▶ _Exercise requirements_: Starting with the line that holds "player in white", copy out each remaining line of the listing below, up to and including the last one, and include nothing else.

(Rows from a dataset)

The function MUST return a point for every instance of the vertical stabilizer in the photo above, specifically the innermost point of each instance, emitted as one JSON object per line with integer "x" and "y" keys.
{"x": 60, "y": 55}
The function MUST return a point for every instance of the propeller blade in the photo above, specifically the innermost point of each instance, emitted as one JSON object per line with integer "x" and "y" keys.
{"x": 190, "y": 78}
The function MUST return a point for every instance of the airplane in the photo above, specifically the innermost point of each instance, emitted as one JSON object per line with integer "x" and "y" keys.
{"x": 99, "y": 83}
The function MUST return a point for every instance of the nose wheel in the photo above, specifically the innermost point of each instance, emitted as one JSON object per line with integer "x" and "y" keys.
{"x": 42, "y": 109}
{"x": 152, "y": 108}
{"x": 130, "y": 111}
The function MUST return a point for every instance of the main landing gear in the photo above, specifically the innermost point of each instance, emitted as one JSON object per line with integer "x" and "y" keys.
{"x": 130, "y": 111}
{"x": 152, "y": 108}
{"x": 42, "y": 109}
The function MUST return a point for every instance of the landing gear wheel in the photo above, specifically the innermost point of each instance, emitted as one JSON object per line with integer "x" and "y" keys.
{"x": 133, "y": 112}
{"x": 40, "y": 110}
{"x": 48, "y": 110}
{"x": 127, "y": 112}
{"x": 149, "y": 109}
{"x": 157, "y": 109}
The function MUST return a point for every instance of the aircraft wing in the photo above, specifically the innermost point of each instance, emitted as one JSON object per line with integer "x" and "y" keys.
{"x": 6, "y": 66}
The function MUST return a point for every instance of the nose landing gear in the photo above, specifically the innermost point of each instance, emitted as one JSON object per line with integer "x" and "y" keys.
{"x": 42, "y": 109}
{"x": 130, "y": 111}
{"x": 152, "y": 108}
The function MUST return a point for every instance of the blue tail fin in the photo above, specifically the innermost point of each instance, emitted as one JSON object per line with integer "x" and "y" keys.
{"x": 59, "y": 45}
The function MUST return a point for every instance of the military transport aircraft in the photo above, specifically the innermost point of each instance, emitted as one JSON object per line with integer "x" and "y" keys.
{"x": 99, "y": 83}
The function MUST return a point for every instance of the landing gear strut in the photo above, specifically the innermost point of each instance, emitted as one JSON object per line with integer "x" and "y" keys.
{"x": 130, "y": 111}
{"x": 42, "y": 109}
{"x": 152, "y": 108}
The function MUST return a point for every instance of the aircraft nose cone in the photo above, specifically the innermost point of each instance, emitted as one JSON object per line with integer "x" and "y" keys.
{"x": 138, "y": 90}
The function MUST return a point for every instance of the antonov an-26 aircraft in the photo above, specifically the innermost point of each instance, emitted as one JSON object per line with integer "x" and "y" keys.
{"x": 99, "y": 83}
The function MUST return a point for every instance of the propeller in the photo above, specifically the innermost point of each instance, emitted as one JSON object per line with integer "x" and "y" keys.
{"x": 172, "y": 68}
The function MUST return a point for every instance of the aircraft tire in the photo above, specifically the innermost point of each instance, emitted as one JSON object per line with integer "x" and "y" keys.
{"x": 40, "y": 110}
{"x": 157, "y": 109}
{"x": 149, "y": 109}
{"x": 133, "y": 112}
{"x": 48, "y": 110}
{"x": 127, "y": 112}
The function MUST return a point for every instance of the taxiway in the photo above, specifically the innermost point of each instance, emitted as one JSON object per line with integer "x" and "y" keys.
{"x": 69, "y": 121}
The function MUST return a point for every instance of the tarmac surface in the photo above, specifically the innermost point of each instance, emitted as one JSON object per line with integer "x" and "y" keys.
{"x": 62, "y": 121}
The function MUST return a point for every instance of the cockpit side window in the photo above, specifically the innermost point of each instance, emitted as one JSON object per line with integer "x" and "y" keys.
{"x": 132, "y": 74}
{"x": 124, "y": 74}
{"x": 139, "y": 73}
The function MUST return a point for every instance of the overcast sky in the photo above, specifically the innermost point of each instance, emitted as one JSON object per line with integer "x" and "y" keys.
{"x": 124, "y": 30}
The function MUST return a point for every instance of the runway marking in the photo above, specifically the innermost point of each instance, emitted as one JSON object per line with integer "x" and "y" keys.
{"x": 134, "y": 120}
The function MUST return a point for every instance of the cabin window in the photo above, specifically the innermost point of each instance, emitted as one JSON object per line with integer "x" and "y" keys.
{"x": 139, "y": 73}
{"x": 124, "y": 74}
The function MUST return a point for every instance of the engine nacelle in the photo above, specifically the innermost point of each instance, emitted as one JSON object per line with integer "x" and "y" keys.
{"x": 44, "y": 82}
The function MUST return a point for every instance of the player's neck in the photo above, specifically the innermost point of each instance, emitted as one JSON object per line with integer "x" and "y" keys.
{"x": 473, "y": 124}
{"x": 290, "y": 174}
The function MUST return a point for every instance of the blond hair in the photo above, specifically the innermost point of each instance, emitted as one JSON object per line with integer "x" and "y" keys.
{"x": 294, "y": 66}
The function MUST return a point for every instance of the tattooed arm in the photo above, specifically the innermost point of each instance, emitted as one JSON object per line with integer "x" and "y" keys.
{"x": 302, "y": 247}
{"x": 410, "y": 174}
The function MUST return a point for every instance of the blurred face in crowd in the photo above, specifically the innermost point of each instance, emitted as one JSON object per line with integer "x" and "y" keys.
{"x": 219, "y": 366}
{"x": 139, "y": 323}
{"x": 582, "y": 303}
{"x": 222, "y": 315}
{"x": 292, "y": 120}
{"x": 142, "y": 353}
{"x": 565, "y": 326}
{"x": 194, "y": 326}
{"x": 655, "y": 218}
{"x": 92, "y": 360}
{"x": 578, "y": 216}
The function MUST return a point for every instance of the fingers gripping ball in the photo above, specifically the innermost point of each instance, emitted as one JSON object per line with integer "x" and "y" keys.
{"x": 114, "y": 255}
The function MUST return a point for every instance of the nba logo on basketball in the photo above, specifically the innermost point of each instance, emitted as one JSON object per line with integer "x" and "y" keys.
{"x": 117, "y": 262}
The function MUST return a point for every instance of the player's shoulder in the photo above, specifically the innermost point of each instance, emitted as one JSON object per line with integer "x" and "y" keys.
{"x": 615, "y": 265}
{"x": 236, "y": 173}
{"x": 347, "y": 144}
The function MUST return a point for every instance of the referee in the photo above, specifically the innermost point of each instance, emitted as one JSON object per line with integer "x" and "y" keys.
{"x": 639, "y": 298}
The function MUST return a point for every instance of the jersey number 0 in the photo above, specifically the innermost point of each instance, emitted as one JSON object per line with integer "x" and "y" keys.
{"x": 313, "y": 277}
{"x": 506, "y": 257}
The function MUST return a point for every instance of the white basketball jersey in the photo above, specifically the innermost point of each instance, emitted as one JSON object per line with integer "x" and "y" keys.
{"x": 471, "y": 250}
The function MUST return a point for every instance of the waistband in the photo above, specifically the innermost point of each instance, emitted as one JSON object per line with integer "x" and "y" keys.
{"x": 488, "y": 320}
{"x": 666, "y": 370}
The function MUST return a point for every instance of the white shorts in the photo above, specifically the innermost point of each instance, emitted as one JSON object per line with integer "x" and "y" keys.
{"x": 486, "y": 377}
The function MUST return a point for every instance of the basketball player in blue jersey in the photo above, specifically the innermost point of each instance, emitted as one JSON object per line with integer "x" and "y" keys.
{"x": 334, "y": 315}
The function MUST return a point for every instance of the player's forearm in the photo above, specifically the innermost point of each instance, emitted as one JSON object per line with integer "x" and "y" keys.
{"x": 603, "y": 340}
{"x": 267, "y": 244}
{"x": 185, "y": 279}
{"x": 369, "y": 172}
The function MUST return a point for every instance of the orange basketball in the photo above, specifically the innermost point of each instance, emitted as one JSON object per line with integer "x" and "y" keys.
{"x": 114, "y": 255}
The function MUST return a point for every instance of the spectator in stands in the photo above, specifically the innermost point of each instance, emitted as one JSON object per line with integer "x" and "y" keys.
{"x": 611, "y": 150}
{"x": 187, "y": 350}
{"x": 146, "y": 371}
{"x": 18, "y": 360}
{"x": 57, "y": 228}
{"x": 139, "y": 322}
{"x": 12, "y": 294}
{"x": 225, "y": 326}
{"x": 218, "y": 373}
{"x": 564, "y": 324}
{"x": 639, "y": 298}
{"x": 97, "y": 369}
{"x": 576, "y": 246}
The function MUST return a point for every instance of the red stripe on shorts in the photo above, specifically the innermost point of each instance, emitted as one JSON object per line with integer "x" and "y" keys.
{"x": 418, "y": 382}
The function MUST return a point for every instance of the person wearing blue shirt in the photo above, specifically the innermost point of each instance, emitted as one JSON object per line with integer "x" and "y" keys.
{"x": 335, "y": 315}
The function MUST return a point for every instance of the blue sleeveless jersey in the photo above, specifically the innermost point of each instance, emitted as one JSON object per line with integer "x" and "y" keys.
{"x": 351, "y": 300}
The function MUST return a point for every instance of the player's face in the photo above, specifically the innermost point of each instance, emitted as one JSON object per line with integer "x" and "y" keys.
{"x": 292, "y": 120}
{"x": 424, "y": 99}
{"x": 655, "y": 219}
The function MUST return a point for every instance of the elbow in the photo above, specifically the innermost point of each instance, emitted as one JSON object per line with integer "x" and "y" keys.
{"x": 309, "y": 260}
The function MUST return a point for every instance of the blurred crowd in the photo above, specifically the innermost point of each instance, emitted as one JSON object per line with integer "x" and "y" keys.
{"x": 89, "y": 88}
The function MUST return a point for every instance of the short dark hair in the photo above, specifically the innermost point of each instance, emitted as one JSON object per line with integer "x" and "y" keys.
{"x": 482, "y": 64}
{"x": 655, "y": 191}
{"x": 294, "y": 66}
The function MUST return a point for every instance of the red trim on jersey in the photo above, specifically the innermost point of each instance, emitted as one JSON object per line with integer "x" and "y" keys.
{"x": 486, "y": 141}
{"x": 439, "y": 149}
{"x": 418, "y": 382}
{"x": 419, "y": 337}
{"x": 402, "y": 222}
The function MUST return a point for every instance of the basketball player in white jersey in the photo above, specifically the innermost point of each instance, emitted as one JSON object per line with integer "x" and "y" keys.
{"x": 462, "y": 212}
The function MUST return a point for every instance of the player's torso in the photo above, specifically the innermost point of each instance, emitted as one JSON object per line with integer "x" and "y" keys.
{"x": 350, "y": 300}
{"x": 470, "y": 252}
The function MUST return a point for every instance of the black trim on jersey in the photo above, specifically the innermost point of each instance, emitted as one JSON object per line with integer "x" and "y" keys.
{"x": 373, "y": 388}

▶ _Output of the exercise_:
The function MUST return a point for every instance of the basketball player in white jersey in the photo above, specifically the innermost point of each instance, emitted as one JSON object per line with integer "x" and "y" keys.
{"x": 462, "y": 212}
The function MUST return a point for every instance of the player's torso in the photo above, specifically the innermost point of each instance, emitted as one JSON object per line with integer "x" and "y" keys.
{"x": 350, "y": 300}
{"x": 470, "y": 252}
The function MUST return a point for every instance of the black trim on jersey in the photo above, specifically the innermost point of each instance, emitted as one JSON object per line with integer "x" and "y" keys.
{"x": 373, "y": 388}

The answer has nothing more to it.